The abrupt interruption of the proceedings was the result of an apparent oversight on the part of the Denver City Attorney's Office. In mid-September, lawyers from that office had filed a complaint and a motion for a temporary restraining order to shut down Beta, which is owned by Valentes Corleons (legal name Hussam Kayali). The claims in the public-nuisance case involve three alleged offenses that took place at Beta, though they were not linked to club employees: a cocaine-dealing charge, an imitation drug-dealing charge, and an unlawful weapon possession charge. In the actual complaint, however, the City Attorney's Office only included the cocaine-dealing and unlawful weapon possession charges, and left off the imitation drug-dealing charge.

As Chris Gaddis from the City Attorney's Office began to question his first witness, a Denver police officer who'd done an undercover investigation at Beta, in relation to the imitation drug-dealing allegations, Harvey Steinberg, the attorney representing Corleons and Beta, along with his colleague Aaron Acker, objected to the line of questioning, stating that the specific allegation wasn't in the complaint. Gaddis asked the judge if he could amend the complaint on the spot, since the City Attorney's Office wanted to include the imitation drug-dealing charge in its case. But Judge Faragher rejected Gaddis's request, saying that while city attorneys could amend the complaint, they'd need to reschedule the hearing so that defense lawyers could prepare. And owing to a busy docket that includes a significant backlog of eviction cases, the first available date was in January.

EXERCISES TO COMPLETE:
1. In the article on the Beta nuisance case, condense the paragraph that begins "The abrupt interruption of the proceedings" into a shorter version that keeps its main facts.
2. Carry on the article about the Beta nuisance case, picking up after its final sentence.
The rows that come next are separate material with no connection to the article on the Beta case.

Entries from a pointing dataset:

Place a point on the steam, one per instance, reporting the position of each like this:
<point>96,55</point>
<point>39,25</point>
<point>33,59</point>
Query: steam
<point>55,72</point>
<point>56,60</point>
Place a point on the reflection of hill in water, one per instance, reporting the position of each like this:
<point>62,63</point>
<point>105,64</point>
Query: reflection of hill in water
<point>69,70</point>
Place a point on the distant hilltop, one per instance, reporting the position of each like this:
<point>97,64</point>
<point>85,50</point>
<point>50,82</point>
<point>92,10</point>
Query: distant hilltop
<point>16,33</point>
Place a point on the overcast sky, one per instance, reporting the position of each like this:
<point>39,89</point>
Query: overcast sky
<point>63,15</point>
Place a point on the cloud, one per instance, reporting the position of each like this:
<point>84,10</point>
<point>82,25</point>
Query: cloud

...

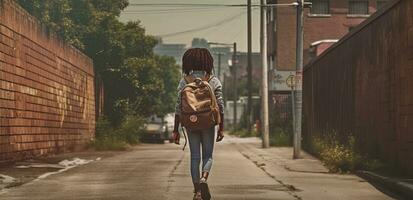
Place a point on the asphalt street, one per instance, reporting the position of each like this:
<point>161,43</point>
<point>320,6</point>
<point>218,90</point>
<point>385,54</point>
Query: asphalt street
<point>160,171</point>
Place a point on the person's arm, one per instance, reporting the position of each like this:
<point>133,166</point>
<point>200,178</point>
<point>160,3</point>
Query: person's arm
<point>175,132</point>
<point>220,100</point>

...

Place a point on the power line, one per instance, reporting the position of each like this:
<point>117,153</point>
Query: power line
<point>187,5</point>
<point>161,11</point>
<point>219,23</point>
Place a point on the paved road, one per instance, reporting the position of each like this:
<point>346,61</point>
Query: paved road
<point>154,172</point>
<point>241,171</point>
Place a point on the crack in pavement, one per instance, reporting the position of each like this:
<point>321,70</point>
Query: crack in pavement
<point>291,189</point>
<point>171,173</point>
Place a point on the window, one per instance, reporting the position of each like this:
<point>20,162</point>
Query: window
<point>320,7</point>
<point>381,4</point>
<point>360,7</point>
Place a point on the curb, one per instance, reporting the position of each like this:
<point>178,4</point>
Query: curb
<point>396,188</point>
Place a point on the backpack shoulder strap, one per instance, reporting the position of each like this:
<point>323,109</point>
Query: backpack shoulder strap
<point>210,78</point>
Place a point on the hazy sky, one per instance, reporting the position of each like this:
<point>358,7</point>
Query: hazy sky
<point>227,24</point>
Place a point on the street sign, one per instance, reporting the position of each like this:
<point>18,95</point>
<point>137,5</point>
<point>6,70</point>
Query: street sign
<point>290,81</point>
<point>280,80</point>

ANSWER LIST:
1. The hearing stopped because of an apparent oversight by the Denver City Attorney's Office. In mid-September, its lawyers filed a public-nuisance complaint and a motion for a temporary restraining order to close Beta, a club owned by Valentes Corleons (legal name Hussam Kayali). The case rests on three alleged offenses at Beta that were not tied to club employees: cocaine dealing, imitation drug dealing, and unlawful weapon possession. The complaint itself, however, listed only the cocaine-dealing and weapon charges and omitted the imitation drug-dealing charge.

2.
Even though the judge had granted the city's temporary restraining order motion to shut down Beta in late September, the club remains open, since Acker filed a motion to vacate the temporary restraining order on October 11. The November 12 hearing was supposed to settle the competing claims between the two sides, but now that's been postponed for another two months.

Beta is also facing a challenge on another front: In August, the Denver Department of Excise and Licenses filed a Show Cause case against Beta, and is seeking to revoke the venue's dance cabaret and tavern license over alleged law and code violations, including employing unlicensed security guards. Excise and Licenses has a combined sixteen-hour hearing scheduled across November 17 and 18 for that case.

In an opening statement at the November 12 hearing, Gaddis tore into Beta, which had become known as a "gang bar," he said.

"The threat to public health, safety and welfare is very real in this case," he added. "The 1900 block of Blake Street is flat-out dangerous and deadly in the early-morning hours, mostly attributable to this nightclub."

Gaddis then referenced past issues involving other clubs that Corleons has operated. "Where he goes, these safety issues just followed," he said.

Corleons, who attended the hearing, denies that he's in any way responsible for the alleged violations cited in the public-nuisance case, and says he feels confident that he'll win the case.

"This is my passion," he adds. "I love to see people happy, dancing. The reason I want to have a nightclub is not about money. I never did it for money. I do it for passion, so people can escape from stress."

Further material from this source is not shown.